▸ Given problem
Rewrite the lines from the first one through the line containing "[256, 242, 782, 564]", inclusive, with "detection query" replaced by "localization query" and everything else unchanged. Leave the pictures out of your answer.

▸ Source data

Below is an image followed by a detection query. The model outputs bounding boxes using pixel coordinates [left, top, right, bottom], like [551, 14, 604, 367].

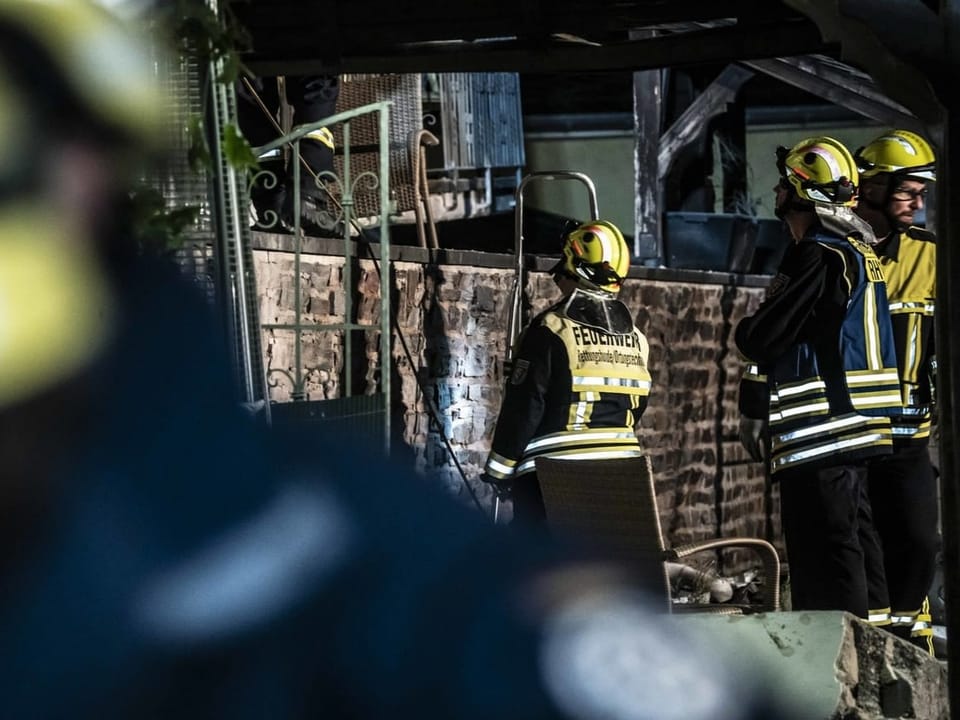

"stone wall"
[256, 242, 782, 564]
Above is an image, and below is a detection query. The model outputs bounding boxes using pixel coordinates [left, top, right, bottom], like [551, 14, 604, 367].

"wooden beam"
[743, 56, 928, 135]
[242, 23, 830, 75]
[657, 65, 753, 180]
[630, 31, 663, 261]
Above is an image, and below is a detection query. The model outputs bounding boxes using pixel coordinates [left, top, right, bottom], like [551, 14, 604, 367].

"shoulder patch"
[767, 273, 790, 297]
[510, 360, 530, 385]
[906, 225, 937, 242]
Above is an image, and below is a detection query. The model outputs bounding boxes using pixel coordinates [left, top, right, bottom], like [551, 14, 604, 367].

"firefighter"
[855, 130, 939, 652]
[483, 220, 650, 526]
[237, 75, 342, 237]
[735, 137, 901, 618]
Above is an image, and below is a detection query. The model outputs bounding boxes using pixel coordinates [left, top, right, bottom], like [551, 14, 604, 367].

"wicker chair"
[537, 456, 780, 614]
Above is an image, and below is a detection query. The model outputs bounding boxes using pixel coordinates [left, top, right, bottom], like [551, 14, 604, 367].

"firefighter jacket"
[484, 289, 650, 480]
[736, 229, 902, 473]
[876, 227, 937, 445]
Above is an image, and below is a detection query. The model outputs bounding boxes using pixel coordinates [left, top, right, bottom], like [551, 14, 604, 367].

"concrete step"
[671, 611, 950, 720]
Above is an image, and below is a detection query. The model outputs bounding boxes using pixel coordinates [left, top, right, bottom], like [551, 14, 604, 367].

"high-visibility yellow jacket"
[876, 227, 937, 445]
[736, 231, 902, 473]
[484, 290, 650, 480]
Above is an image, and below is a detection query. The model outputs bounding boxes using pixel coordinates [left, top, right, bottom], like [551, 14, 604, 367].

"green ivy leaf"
[223, 123, 259, 170]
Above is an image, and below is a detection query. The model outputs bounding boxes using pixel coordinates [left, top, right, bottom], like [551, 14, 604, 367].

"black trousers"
[776, 464, 869, 618]
[861, 445, 940, 634]
[510, 472, 547, 530]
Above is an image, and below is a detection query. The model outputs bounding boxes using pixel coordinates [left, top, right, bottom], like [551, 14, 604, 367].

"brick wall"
[256, 245, 782, 564]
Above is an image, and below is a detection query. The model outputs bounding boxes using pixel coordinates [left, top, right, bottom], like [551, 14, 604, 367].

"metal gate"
[251, 102, 395, 450]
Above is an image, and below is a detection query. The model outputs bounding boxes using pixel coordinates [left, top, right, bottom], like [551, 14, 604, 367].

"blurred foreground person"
[0, 0, 796, 720]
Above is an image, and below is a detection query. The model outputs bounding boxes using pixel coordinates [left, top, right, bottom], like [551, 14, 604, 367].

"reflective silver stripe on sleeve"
[778, 415, 871, 443]
[773, 433, 889, 468]
[777, 380, 827, 397]
[524, 430, 637, 453]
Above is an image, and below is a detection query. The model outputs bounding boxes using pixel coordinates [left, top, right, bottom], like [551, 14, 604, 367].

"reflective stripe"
[778, 415, 876, 443]
[890, 302, 935, 315]
[517, 446, 643, 475]
[868, 283, 880, 368]
[771, 400, 830, 422]
[847, 370, 900, 385]
[484, 452, 517, 479]
[777, 380, 827, 397]
[304, 127, 335, 150]
[850, 389, 903, 409]
[573, 375, 650, 390]
[524, 428, 637, 454]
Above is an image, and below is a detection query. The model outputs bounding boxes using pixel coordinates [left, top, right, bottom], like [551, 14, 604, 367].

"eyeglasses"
[890, 188, 927, 202]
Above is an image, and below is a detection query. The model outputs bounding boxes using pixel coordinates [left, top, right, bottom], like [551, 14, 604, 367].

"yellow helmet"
[777, 135, 860, 207]
[854, 130, 937, 180]
[553, 220, 630, 294]
[0, 0, 166, 408]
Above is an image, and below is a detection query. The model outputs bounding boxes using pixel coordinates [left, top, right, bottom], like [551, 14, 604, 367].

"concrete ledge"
[672, 611, 950, 720]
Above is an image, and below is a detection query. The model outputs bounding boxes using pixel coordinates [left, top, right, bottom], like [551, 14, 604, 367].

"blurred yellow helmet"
[0, 204, 113, 408]
[777, 135, 860, 207]
[553, 220, 630, 293]
[854, 130, 937, 180]
[0, 0, 165, 148]
[0, 0, 165, 408]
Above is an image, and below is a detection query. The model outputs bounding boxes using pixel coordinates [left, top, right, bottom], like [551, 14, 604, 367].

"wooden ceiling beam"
[243, 23, 836, 75]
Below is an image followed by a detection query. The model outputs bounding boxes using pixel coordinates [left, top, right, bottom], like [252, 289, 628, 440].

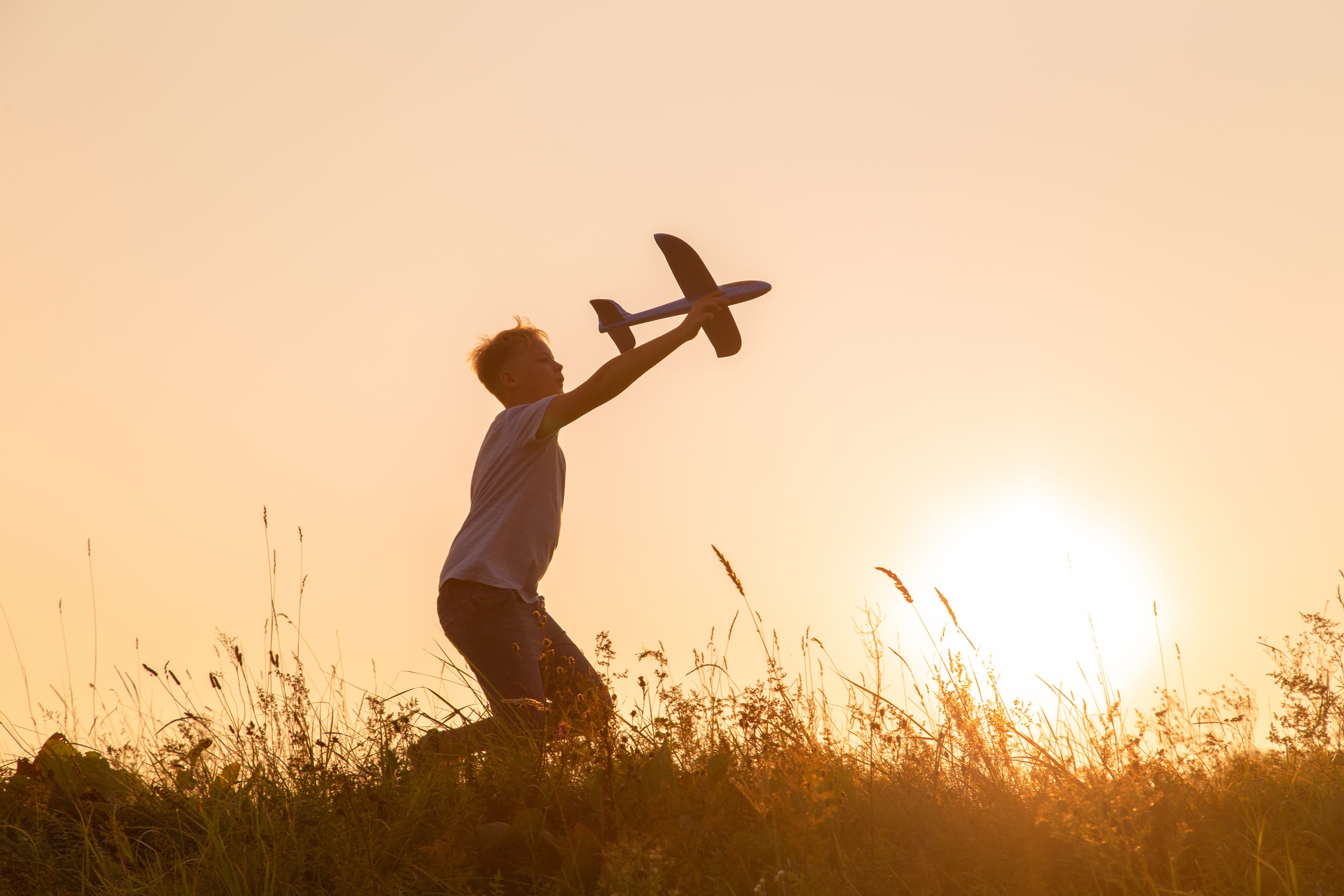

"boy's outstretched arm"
[536, 289, 723, 439]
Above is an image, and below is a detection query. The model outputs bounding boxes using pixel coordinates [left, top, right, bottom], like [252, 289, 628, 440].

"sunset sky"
[0, 0, 1344, 752]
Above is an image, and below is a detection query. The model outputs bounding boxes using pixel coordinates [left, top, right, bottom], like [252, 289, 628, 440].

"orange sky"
[0, 0, 1344, 750]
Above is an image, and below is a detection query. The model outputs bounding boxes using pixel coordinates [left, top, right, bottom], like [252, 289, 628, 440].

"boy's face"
[500, 338, 565, 407]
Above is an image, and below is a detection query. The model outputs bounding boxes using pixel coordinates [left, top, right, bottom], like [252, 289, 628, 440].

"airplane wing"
[653, 234, 720, 299]
[700, 308, 742, 357]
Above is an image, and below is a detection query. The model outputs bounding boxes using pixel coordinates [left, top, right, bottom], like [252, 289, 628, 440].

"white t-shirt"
[438, 395, 565, 602]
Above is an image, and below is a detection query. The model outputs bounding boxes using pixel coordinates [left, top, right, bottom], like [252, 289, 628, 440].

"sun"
[904, 489, 1158, 702]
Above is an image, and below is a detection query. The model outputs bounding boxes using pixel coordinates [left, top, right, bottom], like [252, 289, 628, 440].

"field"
[0, 558, 1344, 896]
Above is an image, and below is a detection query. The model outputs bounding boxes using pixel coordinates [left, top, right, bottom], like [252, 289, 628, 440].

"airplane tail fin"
[700, 308, 742, 357]
[589, 298, 634, 355]
[653, 234, 742, 357]
[653, 234, 719, 302]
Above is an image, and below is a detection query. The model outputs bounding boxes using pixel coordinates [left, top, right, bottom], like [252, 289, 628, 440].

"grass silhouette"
[0, 550, 1344, 896]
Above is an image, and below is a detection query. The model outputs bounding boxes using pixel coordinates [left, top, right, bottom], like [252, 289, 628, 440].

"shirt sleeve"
[507, 395, 555, 447]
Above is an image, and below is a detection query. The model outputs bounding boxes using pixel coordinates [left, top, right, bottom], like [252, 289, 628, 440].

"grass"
[0, 555, 1344, 896]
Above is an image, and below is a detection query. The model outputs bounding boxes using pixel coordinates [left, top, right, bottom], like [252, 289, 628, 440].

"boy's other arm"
[536, 289, 723, 439]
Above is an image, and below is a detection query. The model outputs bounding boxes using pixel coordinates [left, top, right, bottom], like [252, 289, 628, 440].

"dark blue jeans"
[438, 579, 608, 731]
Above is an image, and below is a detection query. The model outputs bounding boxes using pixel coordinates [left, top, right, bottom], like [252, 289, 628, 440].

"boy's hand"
[676, 289, 723, 341]
[536, 289, 723, 439]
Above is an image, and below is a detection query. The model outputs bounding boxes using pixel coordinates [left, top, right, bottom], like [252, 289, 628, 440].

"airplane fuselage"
[597, 279, 770, 333]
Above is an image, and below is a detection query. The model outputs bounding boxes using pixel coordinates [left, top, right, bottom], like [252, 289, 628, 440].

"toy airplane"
[592, 234, 770, 357]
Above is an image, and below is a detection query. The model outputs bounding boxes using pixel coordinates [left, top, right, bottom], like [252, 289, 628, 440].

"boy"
[438, 290, 723, 740]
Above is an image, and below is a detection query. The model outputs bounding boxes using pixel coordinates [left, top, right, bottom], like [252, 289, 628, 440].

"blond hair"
[466, 314, 551, 400]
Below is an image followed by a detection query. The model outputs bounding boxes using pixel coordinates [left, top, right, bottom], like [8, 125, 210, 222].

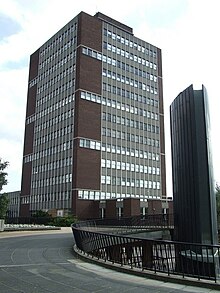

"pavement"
[0, 228, 220, 293]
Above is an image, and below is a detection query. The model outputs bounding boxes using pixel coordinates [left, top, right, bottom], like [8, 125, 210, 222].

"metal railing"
[72, 218, 220, 282]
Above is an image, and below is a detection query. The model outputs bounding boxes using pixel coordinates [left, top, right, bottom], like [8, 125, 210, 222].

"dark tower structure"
[170, 85, 217, 244]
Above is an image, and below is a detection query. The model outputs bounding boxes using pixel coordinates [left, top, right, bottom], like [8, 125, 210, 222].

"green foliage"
[0, 158, 9, 191]
[50, 216, 77, 227]
[0, 194, 9, 219]
[215, 183, 220, 226]
[33, 210, 51, 218]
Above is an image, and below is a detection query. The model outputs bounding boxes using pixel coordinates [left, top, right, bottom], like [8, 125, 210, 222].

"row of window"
[21, 191, 71, 203]
[102, 112, 160, 134]
[102, 69, 158, 93]
[29, 50, 76, 88]
[101, 175, 160, 189]
[103, 42, 157, 70]
[32, 157, 72, 174]
[79, 138, 101, 151]
[40, 23, 77, 57]
[37, 79, 75, 96]
[29, 64, 75, 88]
[104, 29, 157, 58]
[103, 60, 157, 84]
[34, 110, 74, 132]
[102, 127, 160, 148]
[78, 190, 160, 200]
[80, 89, 159, 109]
[79, 138, 160, 161]
[26, 94, 74, 124]
[101, 159, 160, 175]
[29, 60, 75, 88]
[36, 94, 74, 119]
[39, 36, 77, 69]
[31, 173, 72, 188]
[34, 124, 73, 146]
[82, 47, 157, 70]
[24, 140, 72, 163]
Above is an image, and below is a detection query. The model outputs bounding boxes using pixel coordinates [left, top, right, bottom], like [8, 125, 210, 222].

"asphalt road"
[0, 228, 219, 293]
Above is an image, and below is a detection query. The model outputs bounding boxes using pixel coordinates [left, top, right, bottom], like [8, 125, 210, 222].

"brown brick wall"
[73, 144, 101, 190]
[148, 200, 162, 215]
[24, 122, 34, 156]
[26, 84, 37, 117]
[123, 198, 140, 217]
[76, 47, 102, 94]
[74, 97, 101, 140]
[160, 155, 167, 197]
[20, 203, 30, 217]
[76, 199, 99, 220]
[77, 12, 102, 51]
[105, 200, 117, 219]
[21, 162, 32, 195]
[29, 49, 39, 81]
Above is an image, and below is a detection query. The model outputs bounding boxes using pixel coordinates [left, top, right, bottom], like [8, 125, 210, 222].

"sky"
[0, 0, 220, 196]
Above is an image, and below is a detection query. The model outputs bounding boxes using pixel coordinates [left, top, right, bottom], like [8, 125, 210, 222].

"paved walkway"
[0, 228, 220, 293]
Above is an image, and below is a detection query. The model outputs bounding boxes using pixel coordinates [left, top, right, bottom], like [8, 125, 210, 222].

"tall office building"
[21, 12, 166, 218]
[170, 85, 218, 244]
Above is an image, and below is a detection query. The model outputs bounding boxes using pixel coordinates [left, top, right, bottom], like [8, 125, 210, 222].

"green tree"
[0, 193, 9, 219]
[33, 210, 51, 218]
[0, 158, 9, 191]
[215, 183, 220, 225]
[0, 158, 9, 219]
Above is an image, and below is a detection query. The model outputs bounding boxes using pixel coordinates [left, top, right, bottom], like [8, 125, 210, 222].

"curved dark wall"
[170, 85, 217, 244]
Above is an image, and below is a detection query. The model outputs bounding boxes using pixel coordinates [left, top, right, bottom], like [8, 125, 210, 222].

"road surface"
[0, 228, 219, 293]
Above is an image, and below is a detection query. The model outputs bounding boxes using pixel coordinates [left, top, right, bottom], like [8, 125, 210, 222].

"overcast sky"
[0, 0, 220, 196]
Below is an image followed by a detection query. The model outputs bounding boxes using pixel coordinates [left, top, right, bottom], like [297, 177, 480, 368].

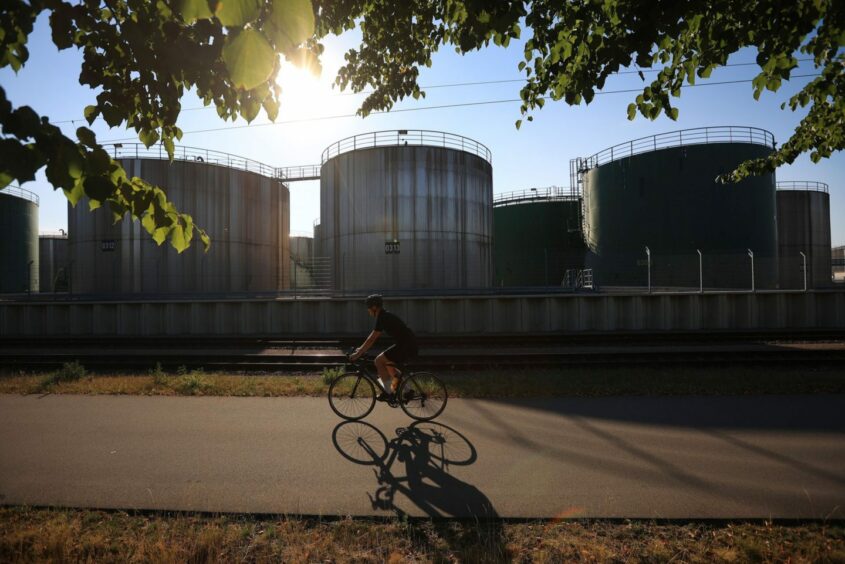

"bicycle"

▸ Complete output
Below is an image followed by a localization query. The model outputs bounding boxes using pixel coordinates [left, top, right, bottom], like [551, 14, 604, 367].


"stone wall"
[256, 242, 782, 564]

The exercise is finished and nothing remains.